■ **The problem**: Pick out every line in the listing below that contains the word "strap" and copy each one. Matching is case-sensitive.

■ **Records provided**:
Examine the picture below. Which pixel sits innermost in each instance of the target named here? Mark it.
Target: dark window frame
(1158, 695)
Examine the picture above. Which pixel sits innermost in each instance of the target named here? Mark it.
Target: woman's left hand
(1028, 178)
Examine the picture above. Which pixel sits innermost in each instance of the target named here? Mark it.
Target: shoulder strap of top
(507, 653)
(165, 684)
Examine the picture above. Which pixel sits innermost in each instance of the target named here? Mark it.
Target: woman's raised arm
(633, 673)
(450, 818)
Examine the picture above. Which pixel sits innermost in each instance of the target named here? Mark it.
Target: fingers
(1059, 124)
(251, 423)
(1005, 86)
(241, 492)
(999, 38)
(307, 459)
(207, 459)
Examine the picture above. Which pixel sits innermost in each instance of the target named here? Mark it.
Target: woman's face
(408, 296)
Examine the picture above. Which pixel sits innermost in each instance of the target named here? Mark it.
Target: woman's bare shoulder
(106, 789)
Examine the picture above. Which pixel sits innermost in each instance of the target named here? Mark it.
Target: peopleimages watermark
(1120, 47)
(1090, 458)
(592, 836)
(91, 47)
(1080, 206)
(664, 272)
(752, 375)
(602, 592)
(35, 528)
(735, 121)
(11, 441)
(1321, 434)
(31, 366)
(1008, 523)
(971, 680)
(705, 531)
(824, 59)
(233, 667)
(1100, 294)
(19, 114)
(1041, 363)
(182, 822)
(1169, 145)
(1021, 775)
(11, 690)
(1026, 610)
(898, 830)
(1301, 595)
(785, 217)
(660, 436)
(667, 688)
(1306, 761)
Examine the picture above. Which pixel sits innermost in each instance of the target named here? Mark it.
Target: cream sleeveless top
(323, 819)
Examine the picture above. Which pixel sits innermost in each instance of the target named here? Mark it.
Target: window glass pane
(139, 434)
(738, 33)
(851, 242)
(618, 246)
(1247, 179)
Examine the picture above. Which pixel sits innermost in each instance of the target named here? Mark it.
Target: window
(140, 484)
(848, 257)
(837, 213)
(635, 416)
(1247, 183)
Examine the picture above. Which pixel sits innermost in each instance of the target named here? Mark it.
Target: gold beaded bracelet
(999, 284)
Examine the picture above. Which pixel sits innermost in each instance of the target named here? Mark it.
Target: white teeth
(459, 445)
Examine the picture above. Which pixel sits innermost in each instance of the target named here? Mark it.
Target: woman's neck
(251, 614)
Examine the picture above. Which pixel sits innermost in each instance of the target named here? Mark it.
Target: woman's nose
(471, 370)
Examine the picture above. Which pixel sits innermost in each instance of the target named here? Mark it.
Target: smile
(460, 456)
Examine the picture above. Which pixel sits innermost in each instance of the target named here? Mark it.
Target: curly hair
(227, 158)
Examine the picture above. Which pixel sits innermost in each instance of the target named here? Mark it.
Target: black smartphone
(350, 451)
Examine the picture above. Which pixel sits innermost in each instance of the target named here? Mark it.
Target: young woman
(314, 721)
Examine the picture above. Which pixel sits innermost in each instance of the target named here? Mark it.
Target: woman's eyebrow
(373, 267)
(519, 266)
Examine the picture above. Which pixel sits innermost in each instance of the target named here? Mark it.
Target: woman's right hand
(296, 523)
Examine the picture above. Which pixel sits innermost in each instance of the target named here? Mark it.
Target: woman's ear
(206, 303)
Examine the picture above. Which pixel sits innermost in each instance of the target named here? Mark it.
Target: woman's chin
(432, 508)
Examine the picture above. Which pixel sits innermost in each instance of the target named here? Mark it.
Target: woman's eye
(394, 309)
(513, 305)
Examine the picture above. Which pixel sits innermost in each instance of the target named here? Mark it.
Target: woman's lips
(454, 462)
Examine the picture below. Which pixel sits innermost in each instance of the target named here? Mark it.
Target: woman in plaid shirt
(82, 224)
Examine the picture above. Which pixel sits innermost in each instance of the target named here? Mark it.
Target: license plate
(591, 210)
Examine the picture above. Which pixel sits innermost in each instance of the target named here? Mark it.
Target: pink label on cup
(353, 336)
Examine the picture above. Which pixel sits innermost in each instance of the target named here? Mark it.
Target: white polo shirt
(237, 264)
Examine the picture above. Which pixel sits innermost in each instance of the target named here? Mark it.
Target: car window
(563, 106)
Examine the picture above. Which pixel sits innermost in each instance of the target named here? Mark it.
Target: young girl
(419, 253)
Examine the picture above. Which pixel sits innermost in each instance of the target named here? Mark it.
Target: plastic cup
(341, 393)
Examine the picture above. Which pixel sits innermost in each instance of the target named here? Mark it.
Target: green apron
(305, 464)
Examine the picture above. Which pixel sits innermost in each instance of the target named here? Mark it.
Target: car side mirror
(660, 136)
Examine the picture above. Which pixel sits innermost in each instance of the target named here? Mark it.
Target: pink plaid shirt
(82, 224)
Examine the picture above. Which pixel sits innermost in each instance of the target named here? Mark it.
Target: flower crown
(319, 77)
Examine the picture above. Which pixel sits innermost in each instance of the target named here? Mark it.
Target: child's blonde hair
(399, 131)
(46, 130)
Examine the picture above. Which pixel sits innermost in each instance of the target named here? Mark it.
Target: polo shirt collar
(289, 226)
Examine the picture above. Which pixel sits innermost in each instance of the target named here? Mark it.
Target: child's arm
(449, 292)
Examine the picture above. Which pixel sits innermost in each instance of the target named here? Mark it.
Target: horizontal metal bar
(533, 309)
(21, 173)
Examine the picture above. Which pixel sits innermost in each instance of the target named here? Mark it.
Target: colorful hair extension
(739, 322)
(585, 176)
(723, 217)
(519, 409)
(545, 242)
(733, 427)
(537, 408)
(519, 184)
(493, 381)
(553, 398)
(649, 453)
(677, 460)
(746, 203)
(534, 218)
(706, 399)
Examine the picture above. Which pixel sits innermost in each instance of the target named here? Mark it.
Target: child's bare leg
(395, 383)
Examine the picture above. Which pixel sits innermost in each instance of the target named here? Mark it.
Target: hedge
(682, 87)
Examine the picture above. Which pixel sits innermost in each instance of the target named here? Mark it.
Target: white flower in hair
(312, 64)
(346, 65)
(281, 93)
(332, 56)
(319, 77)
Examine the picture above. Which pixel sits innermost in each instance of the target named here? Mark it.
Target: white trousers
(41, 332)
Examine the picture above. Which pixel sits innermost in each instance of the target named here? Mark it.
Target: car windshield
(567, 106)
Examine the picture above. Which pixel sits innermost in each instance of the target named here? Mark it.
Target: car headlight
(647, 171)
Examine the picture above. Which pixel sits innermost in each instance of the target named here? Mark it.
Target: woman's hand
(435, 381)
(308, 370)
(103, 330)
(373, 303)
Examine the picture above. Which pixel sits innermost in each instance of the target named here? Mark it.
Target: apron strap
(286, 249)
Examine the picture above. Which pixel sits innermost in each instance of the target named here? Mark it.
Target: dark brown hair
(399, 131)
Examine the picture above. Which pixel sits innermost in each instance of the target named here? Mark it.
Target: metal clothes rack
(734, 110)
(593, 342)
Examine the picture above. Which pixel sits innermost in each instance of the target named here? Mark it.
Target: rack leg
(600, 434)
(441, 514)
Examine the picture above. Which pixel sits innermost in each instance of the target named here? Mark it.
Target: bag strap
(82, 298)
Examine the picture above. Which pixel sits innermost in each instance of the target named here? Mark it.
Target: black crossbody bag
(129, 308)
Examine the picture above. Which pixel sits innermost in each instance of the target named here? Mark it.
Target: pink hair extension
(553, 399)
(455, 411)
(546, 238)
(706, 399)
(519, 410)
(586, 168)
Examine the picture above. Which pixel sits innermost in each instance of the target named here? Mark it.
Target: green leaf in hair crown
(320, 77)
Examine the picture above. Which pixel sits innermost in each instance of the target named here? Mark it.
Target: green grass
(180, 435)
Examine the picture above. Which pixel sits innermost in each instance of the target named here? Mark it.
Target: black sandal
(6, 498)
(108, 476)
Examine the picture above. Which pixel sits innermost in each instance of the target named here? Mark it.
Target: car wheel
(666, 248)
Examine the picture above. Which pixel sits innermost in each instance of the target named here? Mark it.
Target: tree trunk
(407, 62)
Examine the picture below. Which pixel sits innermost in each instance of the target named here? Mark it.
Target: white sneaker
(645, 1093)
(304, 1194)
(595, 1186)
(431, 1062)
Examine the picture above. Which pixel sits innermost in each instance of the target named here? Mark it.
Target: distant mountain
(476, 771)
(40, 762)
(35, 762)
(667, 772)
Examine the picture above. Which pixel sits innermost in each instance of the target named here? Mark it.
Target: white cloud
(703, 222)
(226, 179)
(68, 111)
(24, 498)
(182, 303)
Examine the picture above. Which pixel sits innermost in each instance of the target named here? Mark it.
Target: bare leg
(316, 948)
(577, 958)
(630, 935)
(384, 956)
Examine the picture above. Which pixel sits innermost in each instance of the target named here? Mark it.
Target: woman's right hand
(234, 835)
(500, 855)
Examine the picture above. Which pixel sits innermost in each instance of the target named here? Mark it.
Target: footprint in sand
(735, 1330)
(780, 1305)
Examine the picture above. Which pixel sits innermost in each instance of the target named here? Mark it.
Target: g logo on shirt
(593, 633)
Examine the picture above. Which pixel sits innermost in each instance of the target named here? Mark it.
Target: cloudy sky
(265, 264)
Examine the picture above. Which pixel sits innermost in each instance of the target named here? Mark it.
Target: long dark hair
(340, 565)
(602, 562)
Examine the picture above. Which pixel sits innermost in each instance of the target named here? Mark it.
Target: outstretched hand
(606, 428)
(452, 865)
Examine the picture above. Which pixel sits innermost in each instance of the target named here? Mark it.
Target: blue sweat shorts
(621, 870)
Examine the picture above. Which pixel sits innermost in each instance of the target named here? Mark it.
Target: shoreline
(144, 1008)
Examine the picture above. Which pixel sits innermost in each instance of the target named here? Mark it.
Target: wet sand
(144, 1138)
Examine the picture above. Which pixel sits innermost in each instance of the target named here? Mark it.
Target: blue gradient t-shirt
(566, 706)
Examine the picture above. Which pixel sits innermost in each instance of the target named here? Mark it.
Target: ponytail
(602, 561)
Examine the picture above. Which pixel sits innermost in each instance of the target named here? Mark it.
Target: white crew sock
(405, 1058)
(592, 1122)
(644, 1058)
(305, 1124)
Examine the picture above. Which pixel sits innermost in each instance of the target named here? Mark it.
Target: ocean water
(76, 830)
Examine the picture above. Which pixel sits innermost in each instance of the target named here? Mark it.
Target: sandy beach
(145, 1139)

■ **Reply**:
Target: shoulder strap of top
Target: apron strap
Target: bag strap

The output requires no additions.